▸ **What is being asked**
Copy each of the records below word for word.

=-=-=

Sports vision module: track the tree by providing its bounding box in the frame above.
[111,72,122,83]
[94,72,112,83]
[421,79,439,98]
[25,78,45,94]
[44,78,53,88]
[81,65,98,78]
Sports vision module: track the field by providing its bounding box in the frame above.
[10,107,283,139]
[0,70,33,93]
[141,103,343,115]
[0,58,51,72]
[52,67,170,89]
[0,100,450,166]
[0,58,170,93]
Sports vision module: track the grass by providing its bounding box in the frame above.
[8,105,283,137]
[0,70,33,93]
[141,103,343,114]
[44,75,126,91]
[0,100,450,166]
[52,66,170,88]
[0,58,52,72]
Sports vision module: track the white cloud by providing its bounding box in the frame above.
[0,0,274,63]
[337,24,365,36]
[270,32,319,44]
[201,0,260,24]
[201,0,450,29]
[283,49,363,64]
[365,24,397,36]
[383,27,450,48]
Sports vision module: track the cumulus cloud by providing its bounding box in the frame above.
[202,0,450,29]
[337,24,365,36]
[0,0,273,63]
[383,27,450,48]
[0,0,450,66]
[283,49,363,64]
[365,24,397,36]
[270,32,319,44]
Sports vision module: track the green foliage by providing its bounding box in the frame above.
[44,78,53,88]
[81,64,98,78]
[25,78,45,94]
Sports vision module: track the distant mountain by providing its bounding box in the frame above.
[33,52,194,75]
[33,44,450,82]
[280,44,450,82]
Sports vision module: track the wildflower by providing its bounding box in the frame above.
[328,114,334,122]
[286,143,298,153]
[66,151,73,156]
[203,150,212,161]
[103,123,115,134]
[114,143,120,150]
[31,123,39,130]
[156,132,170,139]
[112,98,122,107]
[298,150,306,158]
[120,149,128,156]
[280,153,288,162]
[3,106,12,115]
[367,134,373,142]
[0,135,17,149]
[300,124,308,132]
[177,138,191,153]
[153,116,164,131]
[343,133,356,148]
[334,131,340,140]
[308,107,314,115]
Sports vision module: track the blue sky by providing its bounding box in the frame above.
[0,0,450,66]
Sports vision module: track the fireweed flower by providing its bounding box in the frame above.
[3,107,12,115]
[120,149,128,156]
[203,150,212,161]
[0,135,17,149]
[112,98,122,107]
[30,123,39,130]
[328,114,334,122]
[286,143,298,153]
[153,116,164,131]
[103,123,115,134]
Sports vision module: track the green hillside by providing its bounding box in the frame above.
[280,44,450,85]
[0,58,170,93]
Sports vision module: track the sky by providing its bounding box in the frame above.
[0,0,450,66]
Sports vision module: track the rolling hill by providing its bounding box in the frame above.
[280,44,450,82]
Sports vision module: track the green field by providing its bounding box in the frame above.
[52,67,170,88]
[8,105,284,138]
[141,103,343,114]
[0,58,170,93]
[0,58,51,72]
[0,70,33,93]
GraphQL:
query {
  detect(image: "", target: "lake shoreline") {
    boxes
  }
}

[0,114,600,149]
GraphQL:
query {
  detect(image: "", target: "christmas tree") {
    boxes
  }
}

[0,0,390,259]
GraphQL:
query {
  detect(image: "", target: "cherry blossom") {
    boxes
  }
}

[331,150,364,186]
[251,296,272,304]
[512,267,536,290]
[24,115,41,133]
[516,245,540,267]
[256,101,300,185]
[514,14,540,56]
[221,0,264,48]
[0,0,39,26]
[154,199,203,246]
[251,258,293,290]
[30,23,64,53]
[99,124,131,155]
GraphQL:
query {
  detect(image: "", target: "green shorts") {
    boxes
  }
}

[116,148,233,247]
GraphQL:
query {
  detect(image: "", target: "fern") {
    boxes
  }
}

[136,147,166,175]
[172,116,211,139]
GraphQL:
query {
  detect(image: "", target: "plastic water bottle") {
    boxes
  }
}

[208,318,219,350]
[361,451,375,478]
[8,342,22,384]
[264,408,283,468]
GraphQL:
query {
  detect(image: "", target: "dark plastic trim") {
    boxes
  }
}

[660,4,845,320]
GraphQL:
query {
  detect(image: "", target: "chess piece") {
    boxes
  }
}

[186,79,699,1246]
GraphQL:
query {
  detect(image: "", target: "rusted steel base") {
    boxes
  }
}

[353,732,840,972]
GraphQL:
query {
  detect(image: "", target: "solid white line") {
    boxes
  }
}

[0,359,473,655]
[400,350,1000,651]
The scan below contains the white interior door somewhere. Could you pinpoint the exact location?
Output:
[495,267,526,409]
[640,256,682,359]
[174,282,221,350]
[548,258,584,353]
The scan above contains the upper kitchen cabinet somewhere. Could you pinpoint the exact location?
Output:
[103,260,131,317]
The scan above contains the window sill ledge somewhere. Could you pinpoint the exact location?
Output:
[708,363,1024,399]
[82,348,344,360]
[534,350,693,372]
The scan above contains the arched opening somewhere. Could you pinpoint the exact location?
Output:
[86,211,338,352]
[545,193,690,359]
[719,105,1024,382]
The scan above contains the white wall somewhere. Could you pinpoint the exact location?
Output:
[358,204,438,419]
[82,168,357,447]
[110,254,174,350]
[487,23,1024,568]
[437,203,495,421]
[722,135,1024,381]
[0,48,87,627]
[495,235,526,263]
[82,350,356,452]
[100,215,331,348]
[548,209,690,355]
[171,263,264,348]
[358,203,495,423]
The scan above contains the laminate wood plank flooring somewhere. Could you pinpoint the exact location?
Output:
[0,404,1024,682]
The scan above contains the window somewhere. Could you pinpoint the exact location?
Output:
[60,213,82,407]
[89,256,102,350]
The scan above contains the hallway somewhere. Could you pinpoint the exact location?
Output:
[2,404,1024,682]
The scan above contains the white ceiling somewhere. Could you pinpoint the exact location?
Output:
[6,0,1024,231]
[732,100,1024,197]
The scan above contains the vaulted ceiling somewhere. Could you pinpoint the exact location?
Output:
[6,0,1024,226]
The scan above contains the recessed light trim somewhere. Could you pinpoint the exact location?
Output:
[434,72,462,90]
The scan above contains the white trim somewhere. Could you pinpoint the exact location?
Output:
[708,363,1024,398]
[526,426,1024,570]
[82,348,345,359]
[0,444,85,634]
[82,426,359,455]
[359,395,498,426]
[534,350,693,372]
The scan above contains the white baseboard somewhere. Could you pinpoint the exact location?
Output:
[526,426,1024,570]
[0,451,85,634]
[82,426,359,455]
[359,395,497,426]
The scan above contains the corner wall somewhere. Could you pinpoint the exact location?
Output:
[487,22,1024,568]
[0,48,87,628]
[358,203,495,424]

=-=-=

▸ **Solution for this exercise**
Sports vision module: track the tree by providing its bounding box in the frame above.
[111,72,122,83]
[94,72,112,83]
[421,79,439,98]
[25,78,45,94]
[44,78,53,88]
[81,65,98,78]
Sports vision module: track the field by providing its bounding box in the frame above.
[10,107,283,139]
[0,70,33,93]
[141,103,343,115]
[0,58,51,72]
[52,67,170,89]
[0,100,450,166]
[0,58,170,93]
Sports vision module: track the grass by providing its bounding box in the frame above.
[8,105,283,137]
[0,70,33,93]
[141,103,343,114]
[44,75,126,91]
[0,100,450,166]
[52,66,170,88]
[0,58,52,72]
Sports vision module: track the white cloud by providing its bounding box in the frame above.
[0,0,274,63]
[337,24,365,36]
[270,32,319,44]
[201,0,260,24]
[201,0,450,29]
[283,49,363,64]
[365,24,397,36]
[383,27,450,48]
Sports vision module: track the cumulus cloud by providing its bounding box in the frame above.
[202,0,450,29]
[337,24,365,36]
[0,0,273,63]
[383,27,450,48]
[0,0,450,66]
[283,49,363,64]
[365,24,397,36]
[270,32,319,44]
Sports vision module: track the green foliage by providing its bounding box in the frame above.
[44,78,53,88]
[81,64,98,78]
[25,78,45,94]
Sports vision module: track the distant mountain by providing its bounding box in the frame above.
[33,52,194,75]
[33,44,450,82]
[280,44,450,82]
Sports vision module: track the wildflower by providing its bounding box in the frame above.
[328,114,334,122]
[286,143,298,153]
[66,151,73,156]
[203,150,212,161]
[103,123,115,134]
[114,143,120,150]
[31,123,39,130]
[156,132,170,139]
[112,98,122,107]
[298,150,306,158]
[120,149,128,156]
[280,153,288,162]
[3,106,12,115]
[367,134,373,142]
[0,135,17,149]
[300,124,308,132]
[177,138,191,153]
[153,116,164,131]
[343,133,356,148]
[334,131,340,140]
[308,107,314,115]
Sports vision module: track the blue sky by providing its bounding box in the frame above.
[0,0,450,66]
Sports vision module: track the fireweed flower by providing its bounding box in the frame above.
[3,107,12,115]
[120,149,128,156]
[203,150,212,161]
[0,135,17,149]
[112,98,122,107]
[30,123,39,130]
[328,114,334,122]
[286,143,298,153]
[153,116,164,131]
[103,123,115,134]
Sports vision module: track the green hillside by providing its bounding box in the frame above.
[280,44,450,85]
[0,58,170,93]
Sports vision module: track the sky by providing its bounding box in the frame above.
[0,0,450,66]
Sports vision module: track the rolling hill by providing its bounding box in the frame above.
[280,44,450,82]
Sports vision module: track the green field by providing its bounding box in the frame above.
[52,67,170,88]
[8,105,284,138]
[141,103,343,114]
[0,58,170,93]
[0,58,51,72]
[0,70,33,93]
GraphQL:
query {
  detect(image: "", target: "lake shoreline") {
    boxes
  }
}

[0,114,600,149]
GraphQL:
query {
  detect(image: "", target: "christmas tree") {
    boxes
  }
}

[0,0,390,259]
GraphQL:
query {
  detect(image: "", target: "cherry blossom") {
    boxes
  }
}

[331,150,364,186]
[251,296,272,304]
[512,267,536,290]
[24,115,41,133]
[516,245,540,267]
[256,101,300,185]
[514,14,540,56]
[221,0,264,48]
[0,0,39,26]
[154,199,203,246]
[251,258,293,290]
[30,23,64,53]
[99,124,131,155]
GraphQL:
query {
  detect(image: "", target: "green shorts") {
    boxes
  }
}

[116,148,233,247]
GraphQL:
query {
  detect(image: "", target: "fern") {
    boxes
  }
}

[136,147,166,175]
[172,116,211,139]
GraphQL:
query {
  detect(image: "", target: "plastic water bottle") {
    boxes
  }
}

[208,318,219,350]
[361,451,375,478]
[8,342,22,384]
[264,408,283,468]
GraphQL:
query {
  detect(image: "", target: "dark plastic trim") {
    boxes
  }
}

[660,4,845,320]
GraphQL:
query {
  detect(image: "", target: "chess piece") {
    boxes
  }
}

[186,79,699,1246]
GraphQL:
query {
  detect(image: "", target: "rusted steel base") {
    boxes
  }
}

[353,732,840,972]
GraphQL:
query {
  detect(image: "", target: "solid white line") {
    boxes
  }
}

[0,359,473,655]
[400,350,1000,651]
The scan below contains the white interior door somewhere. Could you pinpoint the exact location?
Output:
[495,267,526,409]
[640,256,682,359]
[174,282,221,350]
[548,258,584,353]
The scan above contains the upper kitchen cabinet somewhere. Could you pinpoint the exact location?
Output:
[103,260,131,317]
The scan above contains the window sill ledge somewhere. Could you pinpoint the exact location?
Output:
[708,363,1024,399]
[82,348,344,360]
[534,350,693,372]
The scan above contains the arched opening somewhere. Could you pinpoint the exact location?
Output:
[86,211,338,352]
[545,193,690,359]
[719,105,1024,382]
The scan above contains the white wall somewhere. Could you pinpoint the exact location?
Output:
[358,204,438,419]
[82,168,357,447]
[110,254,174,350]
[487,23,1024,568]
[437,203,495,421]
[722,135,1024,381]
[0,48,87,627]
[495,235,526,263]
[82,350,356,452]
[100,215,331,348]
[548,209,690,355]
[171,263,264,348]
[358,203,495,423]
The scan above contains the laminate wood plank flooring somewhere. Could you pinpoint the exact location?
Output:
[0,404,1024,682]
The scan above contains the window somewhere. Could you pinpoint the exact location?
Output:
[60,213,82,407]
[89,256,102,350]
The scan above contains the hallway somewhere. Could you pinpoint the exact location?
Output:
[2,404,1024,682]
The scan above contains the white ceiling somewhere. Could you pinpoint the exact location?
Output:
[6,0,1024,231]
[732,100,1024,197]
The scan above contains the vaulted ceiling somewhere. Could you pinpoint the exact location?
Output:
[6,0,1024,226]
The scan above contains the recessed light trim somewhere. Could you pinpoint the exact location?
Output:
[434,72,462,90]
The scan above contains the white trim somewhere. Could you pinpoint the exact location?
Output:
[708,363,1024,398]
[526,426,1024,570]
[82,348,345,359]
[0,444,85,634]
[82,426,359,455]
[359,395,498,426]
[534,350,693,372]
The scan above contains the white baseboard somewhere. Could you pinpoint the exact location?
Output:
[526,426,1024,570]
[0,451,85,634]
[82,426,359,455]
[359,395,497,426]
The scan above contains the corner wall somewhere. Could you pinpoint the exact location?
Output:
[487,22,1024,568]
[0,48,87,628]
[358,203,495,424]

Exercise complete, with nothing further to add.